**** Source material

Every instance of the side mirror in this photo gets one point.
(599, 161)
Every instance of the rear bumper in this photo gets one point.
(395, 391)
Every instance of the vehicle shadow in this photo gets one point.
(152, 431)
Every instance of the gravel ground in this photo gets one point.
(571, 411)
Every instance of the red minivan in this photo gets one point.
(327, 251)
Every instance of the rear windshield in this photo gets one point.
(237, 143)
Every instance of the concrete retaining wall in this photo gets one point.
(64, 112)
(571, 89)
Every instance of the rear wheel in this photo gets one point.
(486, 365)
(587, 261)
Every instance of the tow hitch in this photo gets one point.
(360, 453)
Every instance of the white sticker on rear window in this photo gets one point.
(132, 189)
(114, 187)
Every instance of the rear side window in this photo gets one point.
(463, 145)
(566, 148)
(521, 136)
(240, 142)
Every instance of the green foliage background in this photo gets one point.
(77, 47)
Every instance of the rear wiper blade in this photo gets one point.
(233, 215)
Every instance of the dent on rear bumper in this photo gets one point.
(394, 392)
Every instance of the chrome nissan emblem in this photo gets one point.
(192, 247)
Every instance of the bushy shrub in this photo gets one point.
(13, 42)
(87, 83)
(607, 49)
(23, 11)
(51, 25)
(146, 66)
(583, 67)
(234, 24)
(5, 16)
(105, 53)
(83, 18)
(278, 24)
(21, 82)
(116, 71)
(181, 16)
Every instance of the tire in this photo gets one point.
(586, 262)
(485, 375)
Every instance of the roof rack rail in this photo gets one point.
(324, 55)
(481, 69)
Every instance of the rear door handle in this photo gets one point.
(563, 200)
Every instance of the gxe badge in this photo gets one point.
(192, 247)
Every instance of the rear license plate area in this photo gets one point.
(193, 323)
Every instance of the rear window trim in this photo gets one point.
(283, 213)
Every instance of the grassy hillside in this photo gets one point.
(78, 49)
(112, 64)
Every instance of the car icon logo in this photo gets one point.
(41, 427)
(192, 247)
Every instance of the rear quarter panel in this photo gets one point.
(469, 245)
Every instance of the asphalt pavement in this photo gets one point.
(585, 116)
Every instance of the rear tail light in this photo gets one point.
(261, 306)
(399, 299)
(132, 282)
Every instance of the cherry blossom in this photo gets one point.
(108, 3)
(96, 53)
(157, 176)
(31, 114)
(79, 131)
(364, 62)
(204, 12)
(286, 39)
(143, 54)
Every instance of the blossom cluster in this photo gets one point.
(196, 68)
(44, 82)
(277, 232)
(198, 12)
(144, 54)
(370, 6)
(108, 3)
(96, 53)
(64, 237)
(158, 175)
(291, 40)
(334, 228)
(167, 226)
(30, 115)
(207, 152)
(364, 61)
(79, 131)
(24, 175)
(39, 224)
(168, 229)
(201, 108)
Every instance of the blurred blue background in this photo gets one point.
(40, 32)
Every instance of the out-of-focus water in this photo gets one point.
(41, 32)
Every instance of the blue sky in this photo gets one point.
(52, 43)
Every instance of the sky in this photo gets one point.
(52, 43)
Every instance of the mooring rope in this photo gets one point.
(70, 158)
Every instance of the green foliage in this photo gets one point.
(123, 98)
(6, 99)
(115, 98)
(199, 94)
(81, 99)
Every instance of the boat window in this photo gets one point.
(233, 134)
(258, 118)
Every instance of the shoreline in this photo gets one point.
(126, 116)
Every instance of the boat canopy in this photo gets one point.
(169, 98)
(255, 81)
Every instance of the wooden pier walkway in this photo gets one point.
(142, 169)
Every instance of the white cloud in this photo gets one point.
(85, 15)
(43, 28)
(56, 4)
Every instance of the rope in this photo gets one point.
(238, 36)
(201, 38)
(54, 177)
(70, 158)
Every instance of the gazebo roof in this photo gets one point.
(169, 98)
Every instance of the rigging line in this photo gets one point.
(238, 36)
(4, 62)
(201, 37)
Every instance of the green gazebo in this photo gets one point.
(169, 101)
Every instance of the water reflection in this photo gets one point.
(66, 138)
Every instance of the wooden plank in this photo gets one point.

********

# What is being asked
Copy out every one of the rows above word for word, keeping their order.

# Full answer
Every instance of the side mirror in this photo gets one point.
(599, 161)
Every instance of the rear bumper in this photo gets one point.
(395, 391)
Every instance of the vehicle shadow in this photo gets one point.
(152, 431)
Every instance of the gravel ground in this photo gets one point.
(571, 411)
Every instance of the red minivan in this photo gets one point.
(327, 251)
Every instance of the rear windshield in this photo gets one point.
(237, 143)
Every instance of the concrete retaining wall in this photo gets one point.
(64, 112)
(571, 89)
Every instance of the rear wheel in this photo gets one point.
(486, 365)
(587, 261)
Every instance of the tow hitch in this photo gets one point.
(360, 453)
Every instance of the white sticker on rear window in this photo gets one point.
(132, 189)
(114, 187)
Every instance of the rear side window in this photo gets one point.
(463, 145)
(566, 148)
(521, 136)
(240, 142)
Every instance of the green foliage background in this photo gets one point.
(77, 47)
Every instance of the rear wiper blade in this photo gets one point.
(233, 215)
Every instance of the dent on rear bumper in this photo gets one point.
(394, 392)
Every instance of the chrome nissan emblem in this photo gets one point.
(192, 247)
Every instance of the bushy shrub in this photo gets one point.
(13, 42)
(87, 83)
(607, 49)
(23, 11)
(51, 25)
(146, 66)
(583, 67)
(234, 24)
(5, 16)
(105, 53)
(83, 18)
(278, 24)
(21, 82)
(116, 71)
(181, 16)
Every instance of the tire in this photo gets one point.
(586, 262)
(485, 375)
Every instance of the roof rack rail in this photo gets one point.
(324, 55)
(481, 69)
Every instance of the rear door handle in this photo gets one point.
(563, 200)
Every instance of the gxe badge in this photo gets one point.
(192, 247)
Every instance of the rear license plate area in this photo gets one point.
(193, 323)
Every instance of the rear window trim in this photo gets one point.
(283, 213)
Every instance of the grassy hillside in this photo gets one point.
(78, 49)
(112, 64)
Every instance of the car icon logo in this photo gets one point.
(41, 427)
(192, 247)
Every instance of the rear quarter panel in this photo gets one point.
(469, 245)
Every instance of the asphalt pavement in this photo gets one point.
(585, 116)
Every instance of the rear tail light in this photo gets one point.
(261, 306)
(399, 299)
(132, 282)
Every instance of the cherry blossom in this photo gets one point.
(108, 3)
(96, 53)
(157, 176)
(31, 114)
(79, 131)
(364, 62)
(204, 12)
(286, 39)
(143, 54)
Every instance of the blossom cluster in this photo gets one point.
(196, 68)
(44, 82)
(277, 232)
(198, 12)
(144, 54)
(370, 6)
(108, 3)
(96, 53)
(64, 237)
(158, 175)
(291, 40)
(334, 228)
(167, 226)
(30, 115)
(207, 152)
(364, 61)
(79, 131)
(24, 175)
(39, 224)
(168, 229)
(201, 108)
Every instance of the blurred blue background in this photo gets one point.
(40, 32)
Every instance of the out-of-focus water in this photo gets one point.
(41, 32)
Every instance of the blue sky in this photo gets one point.
(52, 43)
Every instance of the sky in this photo gets one point.
(52, 43)
Every instance of the mooring rope in this photo gets one point.
(70, 158)
Every instance of the green foliage in this photo gets one point.
(123, 98)
(6, 99)
(115, 98)
(199, 94)
(81, 99)
Every instance of the boat window in this photo gets one point.
(233, 134)
(258, 118)
Every instance of the shoreline in this photo gets one point.
(126, 116)
Every instance of the boat canopy in this photo gets one point.
(169, 98)
(255, 81)
Every instance of the wooden pier walkway in this photo gets one point.
(142, 169)
Every instance of the white cloud in this photo gets one point.
(85, 15)
(43, 28)
(56, 4)
Every instance of the rope in this photo gets one point.
(238, 36)
(201, 38)
(54, 177)
(70, 158)
Every instance of the gazebo roof in this photo gets one point.
(169, 98)
Every instance of the rigging line in this photo gets one point.
(238, 36)
(4, 62)
(201, 37)
Every instance of the green gazebo in this photo gets one point.
(169, 101)
Every instance of the water reflection in this photo gets one point.
(66, 138)
Every instance of the wooden plank in this photo gets one point.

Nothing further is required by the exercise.